Extracted material.

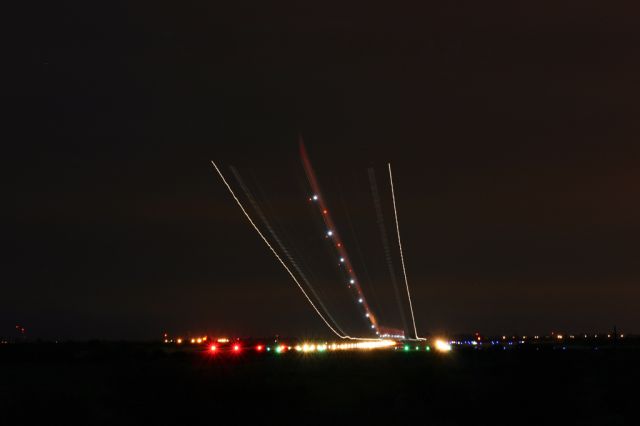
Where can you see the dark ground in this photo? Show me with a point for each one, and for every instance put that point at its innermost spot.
(108, 383)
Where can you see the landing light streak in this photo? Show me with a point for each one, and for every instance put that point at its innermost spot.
(331, 232)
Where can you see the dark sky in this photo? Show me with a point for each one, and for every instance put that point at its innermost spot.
(512, 127)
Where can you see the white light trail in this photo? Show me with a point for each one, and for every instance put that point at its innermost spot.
(276, 253)
(404, 270)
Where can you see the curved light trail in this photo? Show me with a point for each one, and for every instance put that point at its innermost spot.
(404, 270)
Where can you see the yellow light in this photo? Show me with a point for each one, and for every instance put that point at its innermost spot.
(442, 346)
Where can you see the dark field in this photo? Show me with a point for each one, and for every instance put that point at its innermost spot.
(110, 383)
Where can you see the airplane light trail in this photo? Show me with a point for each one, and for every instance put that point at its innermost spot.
(404, 270)
(276, 254)
(283, 248)
(332, 233)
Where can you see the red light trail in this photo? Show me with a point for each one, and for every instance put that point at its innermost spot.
(332, 232)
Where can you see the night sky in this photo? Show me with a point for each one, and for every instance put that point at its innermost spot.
(512, 128)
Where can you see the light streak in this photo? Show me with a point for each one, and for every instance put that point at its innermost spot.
(275, 253)
(385, 245)
(283, 248)
(404, 270)
(332, 231)
(442, 346)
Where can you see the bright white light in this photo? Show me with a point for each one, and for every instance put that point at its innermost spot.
(442, 346)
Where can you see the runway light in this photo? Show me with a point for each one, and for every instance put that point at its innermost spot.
(442, 346)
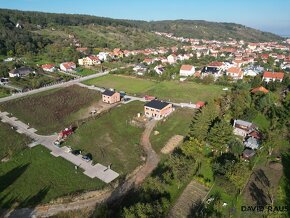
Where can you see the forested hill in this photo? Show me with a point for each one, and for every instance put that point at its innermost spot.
(23, 31)
(209, 30)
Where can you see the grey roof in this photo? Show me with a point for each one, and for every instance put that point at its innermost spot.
(22, 70)
(211, 70)
(243, 123)
(157, 104)
(252, 143)
(108, 92)
(248, 152)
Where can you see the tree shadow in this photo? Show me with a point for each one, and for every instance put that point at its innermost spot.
(257, 194)
(262, 178)
(286, 170)
(10, 177)
(26, 207)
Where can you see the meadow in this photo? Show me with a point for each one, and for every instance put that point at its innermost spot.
(34, 176)
(166, 90)
(111, 139)
(53, 110)
(11, 141)
(176, 124)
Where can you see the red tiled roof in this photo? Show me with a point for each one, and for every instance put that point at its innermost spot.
(186, 67)
(94, 58)
(273, 75)
(216, 64)
(260, 89)
(69, 65)
(47, 66)
(235, 70)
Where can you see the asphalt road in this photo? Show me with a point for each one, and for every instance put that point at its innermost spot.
(58, 85)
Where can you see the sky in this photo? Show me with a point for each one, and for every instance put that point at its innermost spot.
(267, 15)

Work request.
An exact copy of every entry, minus the pictures, is what you should return.

Written response.
Where can you see the dark ground in this photo? Show me with a point for each one, and for every instance put that point at its innermost spot.
(108, 383)
Where can you see the landing light streak in this photo? Show me with a point for each one, and for every instance put that point at its innermost spot.
(331, 232)
Where can you see the dark sky in this photo? Show me with a point for each one, and for every instance put that point at its innermost spot.
(512, 127)
Where can you see the white light trail in this photo? Show me with a point for each one, and for every instance put that point at its innermost spot.
(276, 253)
(404, 270)
Where can you see the curved light trail in this photo? Show me with a point for each one, and for every instance put that point at its innermost spot.
(404, 270)
Where can you see the yellow light in this photo? Show me with a point for each one, and for every instance put that point at its innermost spot.
(442, 346)
Where can you see the dark field in this photo? Show me with a point for each one, and for every instance put that point at its innermost spot.
(110, 383)
Where can you see the airplane light trail in this photo? Show me with a point for each one, and for every instance put that point at its innermost spot.
(404, 270)
(276, 254)
(283, 248)
(332, 233)
Where can you see the red light trail in this photo? Show me with a point for each one, and for every instance put that point at its innermost spot.
(332, 232)
Where can you see the night sky in this photo? Show me with a point for each one, and for every instance put that point at its innermost spot.
(512, 128)
Where can you see the light streak in this photo? Show me with a point for each one, and for every instance put that point at its innermost spot.
(275, 253)
(385, 245)
(283, 248)
(404, 270)
(332, 231)
(442, 346)
Where can you see the bright white light in this photo? Show me with a point for each one, and for every instance put that point at its innermost spot.
(442, 346)
Where can you see the runway light in this photo? Show me with a point for each one, and for every instance put that point at its innermost spot.
(442, 346)
Where can you see the forested hill in this photo? Show me with a point for each one, and for every instance put that point at its innermost spot.
(23, 31)
(209, 30)
Where can you see the grey roof in this photo? Show me with a point for each one, and for every instance put that point at its innermost spot.
(22, 70)
(211, 70)
(243, 123)
(157, 104)
(252, 143)
(108, 92)
(248, 152)
Where can you see the tree shadow in this photo? Show me with a point for each one, and for every instance put that point at its innermost spot.
(257, 194)
(262, 178)
(286, 170)
(10, 177)
(26, 207)
Where can you see the meadow in this photo? Show me with a point for each one, and for every instance put that point at its innermost spot.
(34, 176)
(166, 90)
(111, 139)
(53, 110)
(11, 141)
(176, 124)
Where can you see the red tiled roof in this photo? Show me with a point for each one, and for every instance put that point at its innermost spot.
(186, 67)
(94, 58)
(273, 75)
(216, 64)
(260, 89)
(69, 65)
(47, 66)
(235, 70)
Where can you see the asphalt road in this photo? Show me with a point for each one, and for every instance put that point at its innermost spot.
(58, 85)
Where can you see the sky in this photo? Show me with a point for each one, and for every instance put that point at its innermost spot.
(267, 15)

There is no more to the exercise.